▶ [DOCUMENT SEGMENT]

Spider venom could combat stroke damage worldwide
Queensland and Chinese researchers will collaborate on biomedical research that has the potential to reduce the impact of Alzheimer’s disease and strokes worldwide.
One team will look at nanomedicines to treat Alzheimer’s, while another will explore the use of spider venom to treat pain and stroke-induced brain injury.
The two teams have been funded under this year’s Queensland-Chinese Academy of Sciences (Q-CAS) Collaborative Science Fund.
Minister for Science Leeanne Enoch said the teams, made up of University of Queensland and Chinese partners, would each receive $250,000.
‘One recipient team, the University of Queensland’s Australian Institute for Bioengineering and Nanotechnology (AIBN) and the Chinese Institute of Process Engineering – Chinese Academy of Science, will develop multifunctional nanomedicines that treat Alzheimer’s disease,’ Minister Enoch said.

▶ [RECORDS PROVIDED]
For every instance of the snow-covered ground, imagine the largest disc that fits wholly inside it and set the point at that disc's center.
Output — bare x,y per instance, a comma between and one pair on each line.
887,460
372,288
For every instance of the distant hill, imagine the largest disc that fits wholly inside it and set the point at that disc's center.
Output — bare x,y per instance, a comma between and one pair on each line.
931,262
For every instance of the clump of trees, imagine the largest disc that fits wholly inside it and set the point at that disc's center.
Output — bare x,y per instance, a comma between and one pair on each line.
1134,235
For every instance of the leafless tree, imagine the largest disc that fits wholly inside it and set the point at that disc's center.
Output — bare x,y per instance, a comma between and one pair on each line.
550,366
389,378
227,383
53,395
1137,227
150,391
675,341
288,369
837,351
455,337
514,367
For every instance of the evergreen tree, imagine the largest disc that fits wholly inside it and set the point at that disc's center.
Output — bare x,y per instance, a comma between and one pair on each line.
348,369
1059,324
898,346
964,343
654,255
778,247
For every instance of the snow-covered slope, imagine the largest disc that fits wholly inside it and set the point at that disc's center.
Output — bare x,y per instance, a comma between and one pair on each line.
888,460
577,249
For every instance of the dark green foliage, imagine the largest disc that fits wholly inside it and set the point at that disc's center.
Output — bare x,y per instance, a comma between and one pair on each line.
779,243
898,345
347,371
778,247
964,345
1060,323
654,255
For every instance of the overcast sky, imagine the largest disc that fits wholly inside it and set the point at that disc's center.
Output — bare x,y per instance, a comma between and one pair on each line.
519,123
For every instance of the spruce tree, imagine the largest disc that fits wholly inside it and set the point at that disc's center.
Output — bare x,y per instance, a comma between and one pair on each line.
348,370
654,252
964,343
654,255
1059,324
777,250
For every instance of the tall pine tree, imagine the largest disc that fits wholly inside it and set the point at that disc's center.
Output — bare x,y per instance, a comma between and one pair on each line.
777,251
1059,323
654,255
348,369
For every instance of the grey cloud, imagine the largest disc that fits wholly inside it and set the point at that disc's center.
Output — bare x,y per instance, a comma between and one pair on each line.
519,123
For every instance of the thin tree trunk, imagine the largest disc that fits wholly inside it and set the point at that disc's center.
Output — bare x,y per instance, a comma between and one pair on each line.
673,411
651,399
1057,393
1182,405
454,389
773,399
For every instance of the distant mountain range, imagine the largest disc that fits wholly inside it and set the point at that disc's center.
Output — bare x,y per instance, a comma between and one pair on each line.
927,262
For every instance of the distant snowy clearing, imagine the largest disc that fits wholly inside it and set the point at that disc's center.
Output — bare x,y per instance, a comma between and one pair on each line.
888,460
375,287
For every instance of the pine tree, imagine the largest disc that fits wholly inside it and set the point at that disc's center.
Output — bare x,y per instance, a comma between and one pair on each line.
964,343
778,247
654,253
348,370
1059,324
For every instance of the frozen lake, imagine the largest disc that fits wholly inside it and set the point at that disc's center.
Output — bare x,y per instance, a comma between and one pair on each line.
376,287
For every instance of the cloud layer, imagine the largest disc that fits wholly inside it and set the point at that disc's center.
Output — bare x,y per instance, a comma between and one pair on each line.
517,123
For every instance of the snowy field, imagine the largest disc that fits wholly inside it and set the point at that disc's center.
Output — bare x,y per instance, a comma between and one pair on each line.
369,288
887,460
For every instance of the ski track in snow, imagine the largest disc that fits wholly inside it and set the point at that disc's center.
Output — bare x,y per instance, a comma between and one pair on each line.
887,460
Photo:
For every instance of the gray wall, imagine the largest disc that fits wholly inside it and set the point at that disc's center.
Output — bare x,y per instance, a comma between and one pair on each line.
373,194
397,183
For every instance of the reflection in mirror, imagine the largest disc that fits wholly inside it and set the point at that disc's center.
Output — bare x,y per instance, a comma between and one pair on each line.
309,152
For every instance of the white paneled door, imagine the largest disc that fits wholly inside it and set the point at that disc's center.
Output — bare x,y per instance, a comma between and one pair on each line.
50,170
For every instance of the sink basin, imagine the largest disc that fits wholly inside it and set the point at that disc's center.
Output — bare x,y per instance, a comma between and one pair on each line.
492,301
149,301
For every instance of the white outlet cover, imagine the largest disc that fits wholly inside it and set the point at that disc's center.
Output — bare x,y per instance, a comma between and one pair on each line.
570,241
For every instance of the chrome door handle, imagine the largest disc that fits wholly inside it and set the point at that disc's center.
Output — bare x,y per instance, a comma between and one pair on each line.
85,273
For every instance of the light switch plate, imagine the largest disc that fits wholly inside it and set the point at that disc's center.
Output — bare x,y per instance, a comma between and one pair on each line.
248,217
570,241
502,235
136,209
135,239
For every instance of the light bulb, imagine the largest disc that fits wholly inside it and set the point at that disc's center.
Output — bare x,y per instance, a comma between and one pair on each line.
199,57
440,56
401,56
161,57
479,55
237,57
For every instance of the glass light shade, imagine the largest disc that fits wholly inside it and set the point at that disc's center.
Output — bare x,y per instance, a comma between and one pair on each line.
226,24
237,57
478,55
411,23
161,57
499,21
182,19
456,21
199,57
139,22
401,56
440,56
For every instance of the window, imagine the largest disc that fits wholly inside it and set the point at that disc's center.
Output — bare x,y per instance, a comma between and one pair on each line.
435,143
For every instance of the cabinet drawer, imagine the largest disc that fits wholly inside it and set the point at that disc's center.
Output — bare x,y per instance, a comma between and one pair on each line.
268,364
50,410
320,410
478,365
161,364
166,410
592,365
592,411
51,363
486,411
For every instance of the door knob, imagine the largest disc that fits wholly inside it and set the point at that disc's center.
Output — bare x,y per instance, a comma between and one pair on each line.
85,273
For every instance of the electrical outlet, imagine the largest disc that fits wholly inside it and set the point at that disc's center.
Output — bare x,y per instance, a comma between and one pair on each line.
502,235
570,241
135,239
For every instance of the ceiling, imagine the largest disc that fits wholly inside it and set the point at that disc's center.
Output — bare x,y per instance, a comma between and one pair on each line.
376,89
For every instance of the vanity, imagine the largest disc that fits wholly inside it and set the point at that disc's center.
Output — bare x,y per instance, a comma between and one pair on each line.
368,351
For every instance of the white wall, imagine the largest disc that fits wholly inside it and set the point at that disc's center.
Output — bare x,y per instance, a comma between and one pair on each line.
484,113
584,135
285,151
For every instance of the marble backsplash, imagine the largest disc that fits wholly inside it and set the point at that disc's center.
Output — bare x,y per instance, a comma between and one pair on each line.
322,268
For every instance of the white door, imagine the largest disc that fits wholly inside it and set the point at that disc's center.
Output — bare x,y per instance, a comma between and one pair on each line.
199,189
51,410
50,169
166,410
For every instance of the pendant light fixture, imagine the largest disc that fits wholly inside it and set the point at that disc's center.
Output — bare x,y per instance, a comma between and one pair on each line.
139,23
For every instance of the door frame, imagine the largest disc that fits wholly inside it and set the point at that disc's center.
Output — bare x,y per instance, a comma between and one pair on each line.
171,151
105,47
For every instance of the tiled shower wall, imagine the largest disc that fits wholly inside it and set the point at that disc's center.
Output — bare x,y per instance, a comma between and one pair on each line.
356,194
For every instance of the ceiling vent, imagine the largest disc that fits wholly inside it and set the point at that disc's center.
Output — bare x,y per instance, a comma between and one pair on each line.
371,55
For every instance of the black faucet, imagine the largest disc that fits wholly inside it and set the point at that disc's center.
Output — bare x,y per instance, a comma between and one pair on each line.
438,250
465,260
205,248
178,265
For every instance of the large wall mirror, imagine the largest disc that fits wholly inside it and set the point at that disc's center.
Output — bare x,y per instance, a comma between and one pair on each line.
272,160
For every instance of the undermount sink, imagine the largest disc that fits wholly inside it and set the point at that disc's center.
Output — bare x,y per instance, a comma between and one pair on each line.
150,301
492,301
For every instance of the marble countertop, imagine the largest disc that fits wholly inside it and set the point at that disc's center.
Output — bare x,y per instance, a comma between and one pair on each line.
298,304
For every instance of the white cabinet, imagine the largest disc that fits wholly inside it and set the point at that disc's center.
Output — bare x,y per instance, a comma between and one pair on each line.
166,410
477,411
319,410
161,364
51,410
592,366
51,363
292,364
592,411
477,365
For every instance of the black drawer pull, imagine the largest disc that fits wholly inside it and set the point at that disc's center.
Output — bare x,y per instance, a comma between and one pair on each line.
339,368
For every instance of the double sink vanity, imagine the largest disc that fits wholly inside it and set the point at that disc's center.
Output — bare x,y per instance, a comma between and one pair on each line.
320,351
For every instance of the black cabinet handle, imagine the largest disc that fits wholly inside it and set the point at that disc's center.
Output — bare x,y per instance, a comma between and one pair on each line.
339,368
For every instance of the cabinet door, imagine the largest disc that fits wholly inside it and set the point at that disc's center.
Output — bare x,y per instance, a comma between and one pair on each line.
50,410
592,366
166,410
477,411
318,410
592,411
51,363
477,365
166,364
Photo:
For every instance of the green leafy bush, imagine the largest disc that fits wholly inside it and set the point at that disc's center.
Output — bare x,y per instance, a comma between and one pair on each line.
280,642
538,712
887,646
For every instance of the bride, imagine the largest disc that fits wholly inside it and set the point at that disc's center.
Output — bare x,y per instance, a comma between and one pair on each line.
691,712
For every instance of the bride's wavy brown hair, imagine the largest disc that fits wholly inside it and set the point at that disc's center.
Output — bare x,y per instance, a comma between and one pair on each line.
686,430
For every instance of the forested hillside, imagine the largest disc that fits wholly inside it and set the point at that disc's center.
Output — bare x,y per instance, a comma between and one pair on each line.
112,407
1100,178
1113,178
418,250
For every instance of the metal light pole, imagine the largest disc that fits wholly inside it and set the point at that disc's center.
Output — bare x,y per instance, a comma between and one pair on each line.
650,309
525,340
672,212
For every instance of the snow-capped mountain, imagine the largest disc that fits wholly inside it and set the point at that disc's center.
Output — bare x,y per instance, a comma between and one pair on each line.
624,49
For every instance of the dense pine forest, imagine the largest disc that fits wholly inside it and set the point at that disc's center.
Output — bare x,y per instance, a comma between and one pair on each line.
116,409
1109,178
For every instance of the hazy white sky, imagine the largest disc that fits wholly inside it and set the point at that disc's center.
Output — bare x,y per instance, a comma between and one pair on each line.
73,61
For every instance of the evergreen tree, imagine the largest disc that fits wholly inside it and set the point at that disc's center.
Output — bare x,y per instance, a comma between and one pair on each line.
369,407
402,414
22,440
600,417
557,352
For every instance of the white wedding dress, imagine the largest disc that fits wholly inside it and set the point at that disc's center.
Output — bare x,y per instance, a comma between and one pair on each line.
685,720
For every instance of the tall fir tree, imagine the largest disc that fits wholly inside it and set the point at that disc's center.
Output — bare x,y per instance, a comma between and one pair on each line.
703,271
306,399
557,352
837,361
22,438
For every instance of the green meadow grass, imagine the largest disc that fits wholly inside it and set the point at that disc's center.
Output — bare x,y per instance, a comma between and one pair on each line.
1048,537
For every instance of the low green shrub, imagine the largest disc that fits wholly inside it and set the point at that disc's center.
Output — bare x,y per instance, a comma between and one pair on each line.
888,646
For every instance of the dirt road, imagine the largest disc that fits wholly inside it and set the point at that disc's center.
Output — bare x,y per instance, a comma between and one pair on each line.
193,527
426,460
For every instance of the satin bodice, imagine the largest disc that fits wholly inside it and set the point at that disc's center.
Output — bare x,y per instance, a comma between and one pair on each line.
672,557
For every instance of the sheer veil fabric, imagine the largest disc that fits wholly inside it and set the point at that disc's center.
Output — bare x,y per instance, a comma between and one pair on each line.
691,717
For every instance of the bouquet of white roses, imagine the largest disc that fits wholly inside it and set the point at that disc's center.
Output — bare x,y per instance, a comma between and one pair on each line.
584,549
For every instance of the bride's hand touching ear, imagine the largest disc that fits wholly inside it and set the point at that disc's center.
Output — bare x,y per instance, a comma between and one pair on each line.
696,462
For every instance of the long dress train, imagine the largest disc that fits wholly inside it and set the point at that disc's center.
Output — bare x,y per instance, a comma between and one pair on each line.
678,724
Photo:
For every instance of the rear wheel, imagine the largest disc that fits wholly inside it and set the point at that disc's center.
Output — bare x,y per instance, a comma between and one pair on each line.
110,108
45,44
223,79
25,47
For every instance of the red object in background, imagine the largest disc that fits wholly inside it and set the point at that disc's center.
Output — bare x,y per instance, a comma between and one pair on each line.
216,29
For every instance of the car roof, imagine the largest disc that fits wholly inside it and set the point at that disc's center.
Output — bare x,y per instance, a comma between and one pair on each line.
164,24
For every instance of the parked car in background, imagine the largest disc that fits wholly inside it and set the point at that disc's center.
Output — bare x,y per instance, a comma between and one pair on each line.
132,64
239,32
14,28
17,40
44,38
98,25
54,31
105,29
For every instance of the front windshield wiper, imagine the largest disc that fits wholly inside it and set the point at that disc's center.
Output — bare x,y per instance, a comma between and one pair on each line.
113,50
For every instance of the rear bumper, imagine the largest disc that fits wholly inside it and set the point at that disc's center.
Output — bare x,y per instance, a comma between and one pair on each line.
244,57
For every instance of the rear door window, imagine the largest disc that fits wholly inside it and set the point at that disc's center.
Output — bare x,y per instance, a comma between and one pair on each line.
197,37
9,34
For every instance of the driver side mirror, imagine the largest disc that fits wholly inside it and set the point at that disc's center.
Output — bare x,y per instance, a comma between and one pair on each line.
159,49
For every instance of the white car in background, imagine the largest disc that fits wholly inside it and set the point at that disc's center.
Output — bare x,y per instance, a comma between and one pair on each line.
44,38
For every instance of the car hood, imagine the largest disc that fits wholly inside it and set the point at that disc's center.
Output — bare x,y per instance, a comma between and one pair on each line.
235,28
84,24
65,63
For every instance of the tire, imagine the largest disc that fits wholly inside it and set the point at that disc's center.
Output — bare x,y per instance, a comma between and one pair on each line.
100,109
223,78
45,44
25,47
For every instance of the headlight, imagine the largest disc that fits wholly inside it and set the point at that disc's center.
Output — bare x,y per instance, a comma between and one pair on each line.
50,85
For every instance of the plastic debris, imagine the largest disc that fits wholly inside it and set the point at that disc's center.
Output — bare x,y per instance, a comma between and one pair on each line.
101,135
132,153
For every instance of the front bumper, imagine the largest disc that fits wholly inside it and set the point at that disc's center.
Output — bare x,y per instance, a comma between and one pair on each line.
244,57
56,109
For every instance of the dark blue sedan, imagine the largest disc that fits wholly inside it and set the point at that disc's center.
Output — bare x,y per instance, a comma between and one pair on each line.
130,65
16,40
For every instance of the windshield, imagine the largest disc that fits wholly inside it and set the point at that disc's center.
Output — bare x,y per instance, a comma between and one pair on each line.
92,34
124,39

▶ [AIM OF THE TASK] According to the spider venom article, how much funding would each of the two research teams receive? None of the lines are needed for what follows.

▶ [RESULT FOR THIS EXERCISE] $250,000 each.